## Given problem:
Copy all the data exactly, except the pictures.

## Data entries:
○ ○ ○ ○
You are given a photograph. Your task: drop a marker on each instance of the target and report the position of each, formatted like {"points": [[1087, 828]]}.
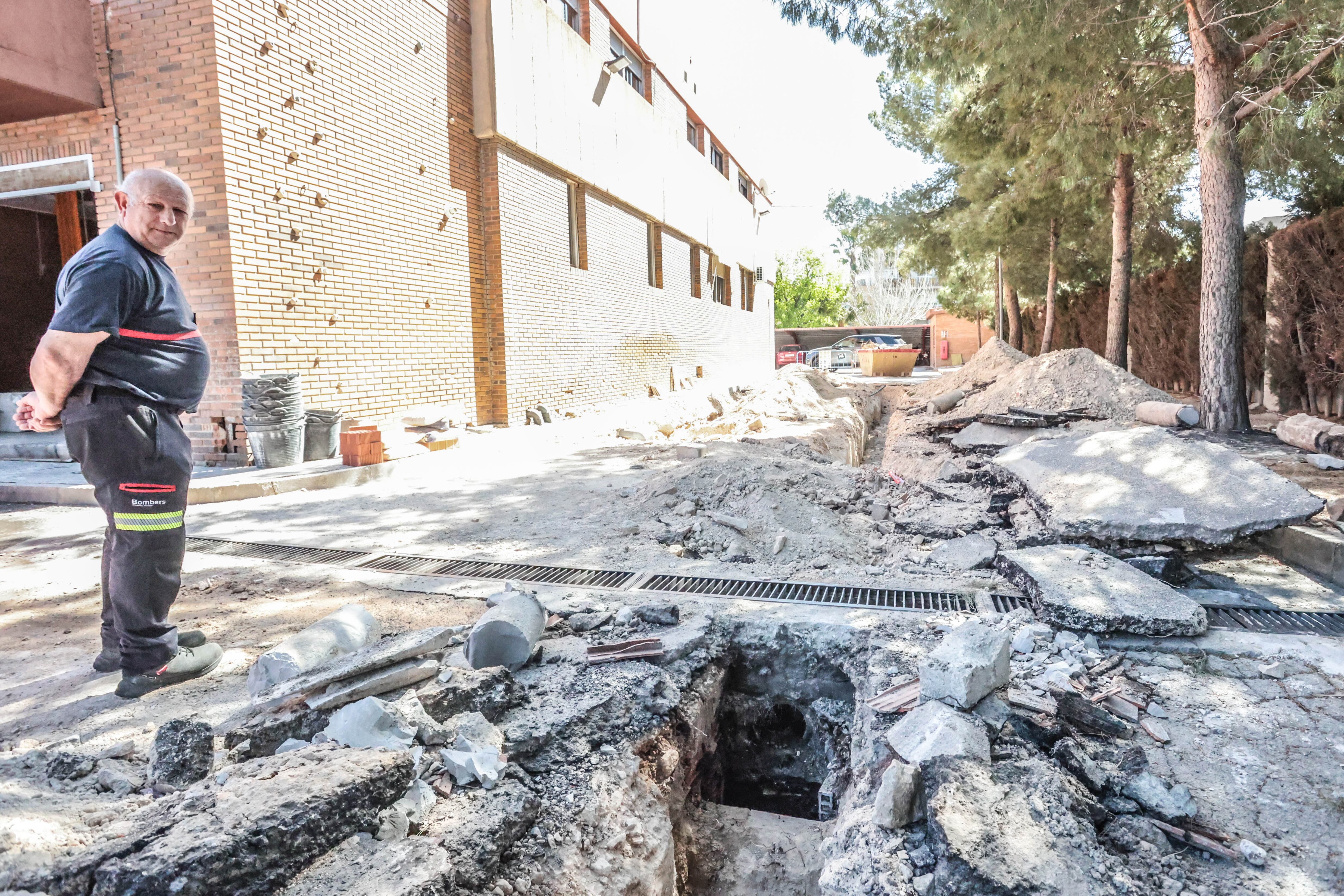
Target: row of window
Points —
{"points": [[718, 274]]}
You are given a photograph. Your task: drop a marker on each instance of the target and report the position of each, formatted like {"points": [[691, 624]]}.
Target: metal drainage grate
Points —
{"points": [[291, 554], [809, 593], [485, 570], [1276, 621]]}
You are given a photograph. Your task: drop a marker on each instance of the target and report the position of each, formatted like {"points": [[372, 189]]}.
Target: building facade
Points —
{"points": [[490, 202]]}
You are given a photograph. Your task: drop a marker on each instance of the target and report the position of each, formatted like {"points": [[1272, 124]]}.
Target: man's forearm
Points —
{"points": [[60, 362]]}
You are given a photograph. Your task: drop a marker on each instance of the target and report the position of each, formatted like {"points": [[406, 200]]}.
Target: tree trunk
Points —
{"points": [[1222, 201], [1048, 332], [1014, 308], [1121, 260]]}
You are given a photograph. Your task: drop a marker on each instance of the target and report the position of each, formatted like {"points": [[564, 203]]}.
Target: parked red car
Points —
{"points": [[788, 355]]}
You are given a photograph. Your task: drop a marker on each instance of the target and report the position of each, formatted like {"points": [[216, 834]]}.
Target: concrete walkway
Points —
{"points": [[64, 484]]}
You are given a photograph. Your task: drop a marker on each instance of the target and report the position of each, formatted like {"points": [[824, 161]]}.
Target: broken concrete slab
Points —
{"points": [[393, 678], [990, 840], [376, 656], [991, 437], [1081, 589], [193, 843], [901, 797], [1146, 484], [937, 730], [370, 723], [411, 867], [182, 754], [971, 663], [968, 553], [334, 636]]}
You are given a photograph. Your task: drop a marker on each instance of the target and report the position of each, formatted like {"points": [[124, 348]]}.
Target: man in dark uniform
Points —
{"points": [[117, 366]]}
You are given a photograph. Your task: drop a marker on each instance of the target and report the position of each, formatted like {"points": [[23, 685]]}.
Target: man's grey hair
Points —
{"points": [[146, 182]]}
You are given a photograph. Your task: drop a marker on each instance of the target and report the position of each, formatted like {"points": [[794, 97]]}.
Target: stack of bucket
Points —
{"points": [[273, 414]]}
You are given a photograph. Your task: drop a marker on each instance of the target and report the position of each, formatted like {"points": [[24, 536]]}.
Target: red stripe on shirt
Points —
{"points": [[161, 338]]}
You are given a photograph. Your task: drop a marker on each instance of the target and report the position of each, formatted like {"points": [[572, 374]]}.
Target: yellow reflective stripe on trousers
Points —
{"points": [[148, 522]]}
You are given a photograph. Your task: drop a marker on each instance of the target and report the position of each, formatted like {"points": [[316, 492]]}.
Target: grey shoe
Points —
{"points": [[190, 663], [111, 660]]}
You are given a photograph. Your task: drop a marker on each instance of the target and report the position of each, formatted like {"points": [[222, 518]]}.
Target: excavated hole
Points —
{"points": [[767, 731]]}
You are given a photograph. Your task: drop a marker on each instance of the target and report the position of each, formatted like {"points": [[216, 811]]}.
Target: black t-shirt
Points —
{"points": [[115, 285]]}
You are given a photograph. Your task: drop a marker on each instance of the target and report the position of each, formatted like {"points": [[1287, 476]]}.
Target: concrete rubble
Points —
{"points": [[1147, 485]]}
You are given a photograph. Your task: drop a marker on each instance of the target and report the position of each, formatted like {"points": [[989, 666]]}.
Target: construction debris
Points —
{"points": [[336, 635], [1167, 414], [1147, 485], [507, 633], [1086, 590]]}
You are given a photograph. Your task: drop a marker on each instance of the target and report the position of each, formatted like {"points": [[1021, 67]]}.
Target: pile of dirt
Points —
{"points": [[1073, 378], [994, 359]]}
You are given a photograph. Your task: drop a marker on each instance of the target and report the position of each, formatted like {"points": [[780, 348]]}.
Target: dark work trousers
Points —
{"points": [[139, 463]]}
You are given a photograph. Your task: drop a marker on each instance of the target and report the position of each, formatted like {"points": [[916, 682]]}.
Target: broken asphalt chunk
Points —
{"points": [[1085, 590]]}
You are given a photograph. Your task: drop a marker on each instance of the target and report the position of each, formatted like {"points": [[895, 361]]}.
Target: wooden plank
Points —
{"points": [[637, 649], [1032, 702], [1197, 840], [900, 698]]}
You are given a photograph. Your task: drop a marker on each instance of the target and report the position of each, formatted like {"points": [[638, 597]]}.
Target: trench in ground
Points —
○ ○ ○ ○
## Solution for this task:
You are given a photograph. Your task: drop a marker on each instance of the target and report the position of each, formatted like {"points": [[1087, 828]]}.
Target: row of window
Points —
{"points": [[718, 274]]}
You are given a photograph. Your task: drop a marker on each instance of the target and report the position of each, formatted like {"points": [[691, 624]]}.
Target: metal drainage grate
Points —
{"points": [[291, 554], [809, 593], [485, 570], [1276, 621]]}
You are given a photograph. Your task: drop a marker on each instance of the target and report the position of each, formatted like {"points": [[372, 189]]}.
Target: building facade
Points —
{"points": [[490, 202]]}
You are given a photograph. Your task: drop a marker on each instance of the target and report the position of each, formatted like {"points": [[1272, 124]]}.
Target: man's forearm
Points —
{"points": [[60, 362]]}
You are given a photograph. Your task: drop a marker on each instance of the target and report the position of each, formatted like {"points": [[406, 200]]}.
Target: tree trunk
Points —
{"points": [[1222, 201], [1048, 332], [1014, 308], [1121, 260]]}
You are given a photograph. Your task: drop a marker on each instance of the target and report the position of each, formatted like {"points": [[564, 203]]}.
Target: parked red car
Points —
{"points": [[788, 355]]}
You are given a photograph. Your task: drop a marker on each instance of the target and report the position of each, formatted like {"points": [[216, 834]]}.
Target: concrete walkway
Points —
{"points": [[64, 484]]}
You are given a photograph. Your task: drop a marker on each instance of the target and report the position of each, formatted like {"points": [[824, 161]]}.
Target: broken concrete slab
Points —
{"points": [[393, 678], [990, 840], [376, 656], [991, 437], [1081, 589], [193, 843], [901, 797], [1146, 484], [937, 730], [370, 723], [411, 867], [182, 754], [971, 663], [968, 553], [334, 636]]}
You are given a photograph. Your task: drop a marker on each instance of the target and report the position of each, formatted like {"points": [[124, 348]]}.
Target: man in dark uniform
Points —
{"points": [[117, 366]]}
You are given a photograph. Your task: drop a marker on each instance of the target and report the position of each, formatted like {"points": [[23, 685]]}.
Target: man's grey hair
Points —
{"points": [[146, 182]]}
You are given a photograph. Your task: drop a marker on each instance of the target and report the position of each, formatted like {"points": [[794, 97]]}.
Target: stack of bucket
Points —
{"points": [[273, 414]]}
You are given a photograph. Your task: drop a marker on each instance of the target and report the position of each, formatted like {"points": [[24, 536]]}.
Target: red stripe on shirt
Points —
{"points": [[161, 338]]}
You are given a photograph. Your task: drop a marker on each instance of the target and report the position of each, formatted like {"points": [[572, 374]]}.
Target: yellow reflective stripe on trousers
Points —
{"points": [[148, 522]]}
You are given a photograph. Your task: drop a marker on each instance of the target and report the position of each, formatted like {"points": [[316, 492]]}.
Target: grey shoe
Points —
{"points": [[190, 663], [111, 660]]}
You are given a photograph. Your task: drop a marker on each instance of the target and report the position of each, formatted like {"points": [[222, 518]]}.
Target: excavated hole
Points —
{"points": [[767, 731]]}
You are given a photograph. Your task: drop a marker on each instance of the target and report the position of each, formatted like {"points": [[216, 811]]}.
Target: black t-shirt
Points —
{"points": [[115, 285]]}
You are given a photograph. Your task: drop a marker on each instance of the target and report the position of each, formatted like {"points": [[1287, 476]]}.
Target: concrete rubble
Points —
{"points": [[1147, 485]]}
You are given a photograph. Your task: drop a marker on each instance of the target and report the position of each, formatted like {"points": [[989, 666]]}.
Target: construction debris
Points —
{"points": [[336, 635], [1167, 414], [1147, 485], [507, 633], [1086, 590]]}
You are given a photograph. Your task: drop a marker on each instance of the target and report the position of each, formatted like {"points": [[1021, 67]]}.
Target: pile of dirt
Points —
{"points": [[1073, 378], [994, 359]]}
You are given a photograph. Your task: drop a marker on each instance of the target and report the position of each, formatted like {"points": [[780, 348]]}.
Target: dark work trousers
Points —
{"points": [[139, 463]]}
You are given a photograph. Your task: drop a marker on each instance of the target and report the position of each, formatted like {"points": [[916, 682]]}.
Target: broken asphalt chunk
Points —
{"points": [[1085, 590]]}
You are given a photograph. Your task: drop a marker on each instance of the target and report the position of each, formatted like {"points": [[895, 361]]}.
Target: wooden plank
Points —
{"points": [[637, 649], [1032, 702], [1197, 840], [900, 698]]}
You are given a photograph. Your task: drop a marker on each instance of the target and report the position of each, formatted like {"points": [[638, 597]]}.
Target: trench in ground
Points —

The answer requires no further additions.